Document passage:
A Memoir by Lt Louise Furman

Lt. Louise Furman and former President Dwight D. Eisenhower at his home in Palm Springs.

It’s that time again; yet another time of year that jolts me into a clear memory of Dwight D. Eisenhower.

Today as I write this, is Pearl Harbor Day, the attack that launched us into WWII, significant because we  are recently “launched” into so many other world conflicts.

Prior to D-Day last year, Casey Jones of the Kingman Miner was kind enough to hear me recount how valuable Ike was to our history; he posted an insightful article about that historic landing on the shores of France.

And so now, a warm feeling washes over this aged veteran as I recount those precious hours spent with this remarkable man at Christmas time in the southern Californian desert all those years ago.

Former President Dwight D. Eisenhower and his wife Mamie.

To this day, I cannot drive past the Indian Wells exit off I-15 without remembering my first encounter with the Eisenhowers. I’m often tempted to take that exit and see if I can find their house there on the golf course. But as always, I knew that one can never go back, and I’d probably find a condo complex in its place. So – no.

Rather, I cruise down that high-speed  interstate, holding firm to my geriatric slow pace, it’s easy to drop into conversation with an old friend.

Lt. Louise Furman

 “I always think about you on this stretch, General.”

“Yes, that was some time ago when you appeared on our doorstep – young pup that you were!”

“That’s so true! How little I knew! And why on earth did they send a mere first Lt. out here to care for you?!

“Beats me. But Mamie was concerned about me. And truth be told, I rather enjoyed our talks about our dogs and the growing up years.”

Data extract:
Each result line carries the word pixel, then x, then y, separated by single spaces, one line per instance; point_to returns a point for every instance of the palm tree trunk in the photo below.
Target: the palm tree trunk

Set of tasks:
1. Answer these from the memoir about Dwight D. Eisenhower:
(a) What day does the writer say it is at the time of writing?
(b) Who posted an article before D-Day last year, and for which paper?
(c) In the imagined conversation, what does the General say he enjoyed talking about?
2. Reproduce the stretch of the Eisenhower memoir from "And so now, a" through "those years ago.".
3. Resume the memoir about Lt. Louise Furman's time with the Eisenhowers, starting after its final line.

Final results:
1.
(a) Pearl Harbor Day
(b) Casey Jones of the Kingman Miner
(c) Their dogs and the growing up years

2.
And so now, a warm feeling washes over this aged veteran as I recount those precious hours spent with this remarkable man at Christmas time in the southern Californian desert all those years ago.

3.
“Thank God for that because I had no grasp on the critical part you played during that war! But I did know about your being our “I Like Ike” president for those eight years.”

“Yeah – that White House time was something. A far cry from my military days. I liked the

the challenge of the war better. It was in my blood.”

We went on to talk about the world today and how similar the invasions are to what happened then. We recounted how his Secret Service agent called me to be his nurse again as he had said she would in a letter. I had to demur; I was in the middle of my discharge party.

Back at the house, as I was walking around their pool I saw Christmas inflatables floating. Mamie would come out and make pleasant conversation. On my second 24-hour stint there, I was smart enough to bring my Instamatic camera so that the General, Mamie and I took turns snapping photos of the three of us in that holiday scene. After I had them developed, I sent them to the General to be signed which he gladly did and returned them with fond regard.

“You know, I still have those photos and have shared them with a lot of people.”

“Yes, and I kept that neat Christmas card that you sent us.”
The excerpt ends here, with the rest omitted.